┌─ GIVEN RECORDS

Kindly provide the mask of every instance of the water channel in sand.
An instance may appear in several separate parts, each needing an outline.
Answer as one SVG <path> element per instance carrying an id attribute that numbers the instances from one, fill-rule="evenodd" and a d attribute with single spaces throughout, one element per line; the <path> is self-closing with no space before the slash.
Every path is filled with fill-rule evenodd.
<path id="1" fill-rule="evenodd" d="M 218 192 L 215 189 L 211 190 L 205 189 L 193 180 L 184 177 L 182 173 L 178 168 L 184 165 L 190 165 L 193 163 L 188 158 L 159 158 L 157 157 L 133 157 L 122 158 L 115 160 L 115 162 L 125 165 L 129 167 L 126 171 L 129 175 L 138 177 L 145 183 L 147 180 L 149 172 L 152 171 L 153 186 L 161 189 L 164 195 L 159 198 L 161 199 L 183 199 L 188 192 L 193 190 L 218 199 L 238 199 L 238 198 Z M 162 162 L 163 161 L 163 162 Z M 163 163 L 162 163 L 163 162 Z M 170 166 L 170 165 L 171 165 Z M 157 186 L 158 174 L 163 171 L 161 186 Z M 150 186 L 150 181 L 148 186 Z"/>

└─

### YOUR GOAL
Please rewrite these lines with "water channel" renamed to "stream bed", leaving everything else unchanged.

### RESULT OF THE EXERCISE
Kindly provide the mask of every instance of the stream bed in sand.
An instance may appear in several separate parts, each needing an outline.
Answer as one SVG <path> element per instance carrying an id attribute that numbers the instances from one, fill-rule="evenodd" and a d attribute with single spaces throughout, one element per line; the <path> is self-closing with no space before the slash.
Every path is filled with fill-rule evenodd.
<path id="1" fill-rule="evenodd" d="M 218 192 L 215 189 L 211 190 L 205 189 L 193 180 L 184 177 L 182 173 L 178 168 L 184 165 L 190 165 L 193 163 L 188 158 L 159 158 L 157 157 L 133 157 L 122 158 L 115 160 L 115 162 L 125 165 L 129 167 L 126 171 L 129 175 L 138 177 L 145 183 L 147 180 L 149 172 L 152 171 L 153 186 L 161 189 L 164 195 L 159 198 L 161 199 L 183 199 L 188 192 L 193 190 L 218 199 L 238 199 L 238 198 Z M 162 162 L 163 161 L 163 162 Z M 163 163 L 162 163 L 163 162 Z M 170 166 L 170 165 L 171 165 Z M 157 186 L 158 174 L 163 171 L 161 186 Z M 150 186 L 150 181 L 148 186 Z"/>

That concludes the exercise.